**What this task involves:** Output the material below in its entirety, exactly as given.

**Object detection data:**
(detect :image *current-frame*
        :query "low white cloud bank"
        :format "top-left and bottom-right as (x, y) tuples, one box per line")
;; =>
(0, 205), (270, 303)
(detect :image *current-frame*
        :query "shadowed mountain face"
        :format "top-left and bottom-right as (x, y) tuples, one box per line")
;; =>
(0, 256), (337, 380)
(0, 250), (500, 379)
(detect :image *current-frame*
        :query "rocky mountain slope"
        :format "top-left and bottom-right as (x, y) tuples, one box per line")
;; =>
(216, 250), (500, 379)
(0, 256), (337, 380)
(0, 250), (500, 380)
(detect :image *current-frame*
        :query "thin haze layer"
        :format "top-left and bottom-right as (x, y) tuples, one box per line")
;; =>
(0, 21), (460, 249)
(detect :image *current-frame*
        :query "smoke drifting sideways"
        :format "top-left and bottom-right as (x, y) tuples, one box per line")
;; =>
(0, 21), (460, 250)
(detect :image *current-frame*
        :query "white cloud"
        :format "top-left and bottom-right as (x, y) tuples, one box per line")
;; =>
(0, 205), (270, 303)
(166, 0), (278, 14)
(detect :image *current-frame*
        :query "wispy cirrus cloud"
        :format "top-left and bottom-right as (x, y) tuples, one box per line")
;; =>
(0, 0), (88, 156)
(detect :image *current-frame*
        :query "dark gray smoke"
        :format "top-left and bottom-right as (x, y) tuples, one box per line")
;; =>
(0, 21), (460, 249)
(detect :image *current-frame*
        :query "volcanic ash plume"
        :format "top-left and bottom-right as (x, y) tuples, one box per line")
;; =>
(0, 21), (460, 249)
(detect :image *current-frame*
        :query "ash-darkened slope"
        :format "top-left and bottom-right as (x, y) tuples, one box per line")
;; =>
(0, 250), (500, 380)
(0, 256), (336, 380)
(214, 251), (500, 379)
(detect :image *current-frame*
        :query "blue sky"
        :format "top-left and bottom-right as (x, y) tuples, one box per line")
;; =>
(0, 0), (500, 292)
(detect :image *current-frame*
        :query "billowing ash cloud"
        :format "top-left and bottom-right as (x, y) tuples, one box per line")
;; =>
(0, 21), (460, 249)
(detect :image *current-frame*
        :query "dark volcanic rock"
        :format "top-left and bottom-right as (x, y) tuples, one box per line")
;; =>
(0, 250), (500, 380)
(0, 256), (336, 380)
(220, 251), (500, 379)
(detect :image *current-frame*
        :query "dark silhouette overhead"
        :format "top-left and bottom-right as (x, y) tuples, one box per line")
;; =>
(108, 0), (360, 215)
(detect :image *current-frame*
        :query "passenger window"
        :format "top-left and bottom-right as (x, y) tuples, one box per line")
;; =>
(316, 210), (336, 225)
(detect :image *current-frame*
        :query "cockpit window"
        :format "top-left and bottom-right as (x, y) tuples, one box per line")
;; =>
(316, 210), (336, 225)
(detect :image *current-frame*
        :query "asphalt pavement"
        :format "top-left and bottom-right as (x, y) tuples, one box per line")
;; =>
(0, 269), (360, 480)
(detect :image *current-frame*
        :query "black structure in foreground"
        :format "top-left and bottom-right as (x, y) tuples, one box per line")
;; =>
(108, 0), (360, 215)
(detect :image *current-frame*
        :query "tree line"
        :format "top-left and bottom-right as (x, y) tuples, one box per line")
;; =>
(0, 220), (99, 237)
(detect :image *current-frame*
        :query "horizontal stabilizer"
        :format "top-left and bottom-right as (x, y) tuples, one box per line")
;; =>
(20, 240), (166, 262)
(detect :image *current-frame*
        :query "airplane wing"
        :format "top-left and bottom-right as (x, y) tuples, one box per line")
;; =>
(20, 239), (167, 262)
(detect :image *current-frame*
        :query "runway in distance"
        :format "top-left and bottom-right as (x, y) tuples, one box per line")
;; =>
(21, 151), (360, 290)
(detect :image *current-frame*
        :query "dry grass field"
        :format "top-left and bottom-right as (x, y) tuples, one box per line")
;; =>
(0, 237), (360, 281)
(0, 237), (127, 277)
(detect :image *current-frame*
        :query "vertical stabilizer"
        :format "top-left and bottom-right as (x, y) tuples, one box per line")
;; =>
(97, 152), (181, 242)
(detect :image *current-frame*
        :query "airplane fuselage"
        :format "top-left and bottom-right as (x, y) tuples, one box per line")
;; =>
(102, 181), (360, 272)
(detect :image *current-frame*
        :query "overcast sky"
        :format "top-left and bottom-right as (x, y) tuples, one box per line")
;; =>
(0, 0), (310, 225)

**Response below:**
(detect :image *current-frame*
        :query "low white cloud bank"
        :format "top-left and bottom-right as (x, y) tuples, one box per line")
;; =>
(0, 205), (270, 303)
(detect :image *current-frame*
        :query "shadowed mountain face"
        :format "top-left and bottom-right as (x, y) tuples, one box per line")
;; =>
(0, 256), (337, 380)
(0, 250), (500, 379)
(detect :image *current-frame*
        :query "rocky mountain slope"
        :format "top-left and bottom-right as (x, y) tuples, one box per line")
;; =>
(216, 250), (500, 379)
(0, 256), (337, 380)
(0, 250), (500, 380)
(detect :image *current-frame*
        :query "thin haze layer"
        :format "top-left and bottom-right as (x, y) tuples, one box per line")
;; =>
(0, 21), (460, 249)
(detect :image *current-frame*
        :query "smoke drifting sideways"
        :format "top-left and bottom-right as (x, y) tuples, one box per line")
;; =>
(0, 21), (460, 250)
(detect :image *current-frame*
        :query "white cloud"
        :format "top-left and bottom-right as (x, y) tuples, one box per line")
;; =>
(0, 205), (270, 303)
(166, 0), (278, 14)
(detect :image *current-frame*
        :query "wispy cirrus cloud"
        :format "top-left and bottom-right as (x, y) tuples, one box per line")
;; =>
(0, 0), (88, 156)
(detect :image *current-frame*
        :query "dark gray smoke"
        :format "top-left and bottom-right as (x, y) tuples, one box per line")
;; =>
(0, 21), (460, 249)
(detect :image *current-frame*
        :query "volcanic ash plume"
        :format "top-left and bottom-right as (x, y) tuples, one box per line")
;; =>
(0, 21), (460, 249)
(detect :image *current-frame*
        :query "ash-darkened slope"
        :format "top-left and bottom-right as (x, y) tuples, one box per line")
;; =>
(0, 250), (500, 380)
(0, 256), (336, 380)
(214, 251), (500, 379)
(detect :image *current-frame*
        :query "blue sky"
        :format "top-left and bottom-right as (x, y) tuples, one box per line")
;; =>
(0, 0), (500, 292)
(detect :image *current-frame*
        :query "billowing ash cloud"
        :format "top-left and bottom-right as (x, y) tuples, one box per line")
;; =>
(0, 21), (460, 249)
(detect :image *current-frame*
        :query "dark volcanic rock"
        :format "top-left and bottom-right as (x, y) tuples, one box per line")
;; =>
(0, 250), (500, 380)
(0, 256), (336, 380)
(220, 251), (500, 379)
(detect :image *current-frame*
        :query "dark silhouette overhead"
        :format "top-left and bottom-right as (x, y) tuples, one box per line")
;; =>
(108, 0), (360, 215)
(detect :image *current-frame*
        :query "passenger window"
        :format "top-left and bottom-right as (x, y) tuples, one box per line")
;; =>
(316, 210), (336, 225)
(detect :image *current-frame*
        :query "cockpit window"
        :format "top-left and bottom-right as (x, y) tuples, one box per line")
;; =>
(316, 210), (336, 225)
(detect :image *current-frame*
        :query "asphalt pavement"
        :format "top-left and bottom-right as (x, y) tuples, one box per line")
;; =>
(0, 269), (360, 480)
(detect :image *current-frame*
        :query "black structure in foreground"
        :format "top-left and bottom-right as (x, y) tuples, one box per line")
;; =>
(108, 0), (360, 215)
(detect :image *current-frame*
        :query "tree line"
        :format "top-left and bottom-right as (x, y) tuples, one box per line")
;; =>
(0, 220), (99, 237)
(detect :image *current-frame*
        :query "horizontal stabilizer"
        :format "top-left and bottom-right as (x, y) tuples, one box per line")
;; =>
(20, 240), (166, 262)
(detect :image *current-frame*
        :query "airplane wing"
        :format "top-left and bottom-right as (x, y) tuples, one box per line")
;; =>
(20, 239), (167, 262)
(detect :image *current-frame*
        :query "runway in distance"
        :format "top-left and bottom-right as (x, y) tuples, one box per line")
;; =>
(21, 151), (360, 290)
(detect :image *current-frame*
        :query "dry grass field"
        :format "top-left and bottom-right as (x, y) tuples, one box per line")
;; =>
(0, 237), (360, 281)
(0, 237), (127, 277)
(detect :image *current-frame*
        :query "vertical stabilizer"
        :format "top-left and bottom-right as (x, y) tuples, one box per line")
;; =>
(97, 152), (181, 242)
(detect :image *current-frame*
        :query "airplane fuselage"
        :format "top-left and bottom-right as (x, y) tuples, one box per line")
;; =>
(102, 181), (360, 272)
(detect :image *current-frame*
        :query "overcast sky"
        :format "top-left and bottom-right as (x, y) tuples, one box per line")
;; =>
(0, 0), (310, 225)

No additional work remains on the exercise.